## [Aim]
Copy out every row below word for word, with each line unchanged.
## begin Listed records
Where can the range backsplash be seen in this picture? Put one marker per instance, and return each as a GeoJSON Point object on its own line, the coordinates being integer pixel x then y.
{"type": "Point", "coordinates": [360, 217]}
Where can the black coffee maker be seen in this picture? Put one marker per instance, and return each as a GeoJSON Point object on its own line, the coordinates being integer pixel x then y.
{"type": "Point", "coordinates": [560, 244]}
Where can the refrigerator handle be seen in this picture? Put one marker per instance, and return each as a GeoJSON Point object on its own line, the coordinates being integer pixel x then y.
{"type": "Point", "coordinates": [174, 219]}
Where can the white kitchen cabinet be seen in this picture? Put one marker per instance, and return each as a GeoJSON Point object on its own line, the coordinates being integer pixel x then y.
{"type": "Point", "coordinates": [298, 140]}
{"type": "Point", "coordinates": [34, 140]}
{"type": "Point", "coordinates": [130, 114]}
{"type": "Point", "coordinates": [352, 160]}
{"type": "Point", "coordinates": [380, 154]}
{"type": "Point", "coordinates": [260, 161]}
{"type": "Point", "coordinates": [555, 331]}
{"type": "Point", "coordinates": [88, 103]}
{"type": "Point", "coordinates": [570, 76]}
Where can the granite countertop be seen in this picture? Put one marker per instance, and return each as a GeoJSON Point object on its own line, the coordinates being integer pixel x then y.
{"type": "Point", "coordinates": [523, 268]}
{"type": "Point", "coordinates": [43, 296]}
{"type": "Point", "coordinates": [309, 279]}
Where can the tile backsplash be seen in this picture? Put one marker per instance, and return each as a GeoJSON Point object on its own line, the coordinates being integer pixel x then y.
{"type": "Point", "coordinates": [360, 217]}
## end Listed records
## [Solution to this problem]
Where can the range backsplash be seen in this picture? Put one marker per instance, and return each as a GeoJSON Point object on its own line, the coordinates being integer pixel x then y.
{"type": "Point", "coordinates": [360, 217]}
Where can the black coffee maker be seen in this picture? Put one marker per instance, and return each as a GeoJSON Point object on its own line, the coordinates being integer pixel x then y.
{"type": "Point", "coordinates": [560, 244]}
Where can the refrigerator handle be seen in this picture? Put one marker per instance, and return each as a GeoJSON Point object on its own line, the coordinates being integer pixel x then y.
{"type": "Point", "coordinates": [174, 219]}
Where can the white kitchen cabinet be seen in this picture? Put one marker per instance, and return each as a GeoJSON Point object on its own line, the coordinates being integer pixel x then y.
{"type": "Point", "coordinates": [298, 140]}
{"type": "Point", "coordinates": [34, 140]}
{"type": "Point", "coordinates": [130, 114]}
{"type": "Point", "coordinates": [352, 160]}
{"type": "Point", "coordinates": [380, 154]}
{"type": "Point", "coordinates": [260, 161]}
{"type": "Point", "coordinates": [555, 331]}
{"type": "Point", "coordinates": [88, 103]}
{"type": "Point", "coordinates": [570, 76]}
Where can the granite countertop be seen in this picture? Put one marker per instance, and return each as a GeoJSON Point object on its own line, the coordinates being integer pixel x then y.
{"type": "Point", "coordinates": [523, 268]}
{"type": "Point", "coordinates": [43, 296]}
{"type": "Point", "coordinates": [309, 279]}
Where can the tile backsplash be seen in this picture? Put one marker per instance, and return each as a GeoJSON Point object on its own line, the coordinates being integer pixel x then y.
{"type": "Point", "coordinates": [360, 217]}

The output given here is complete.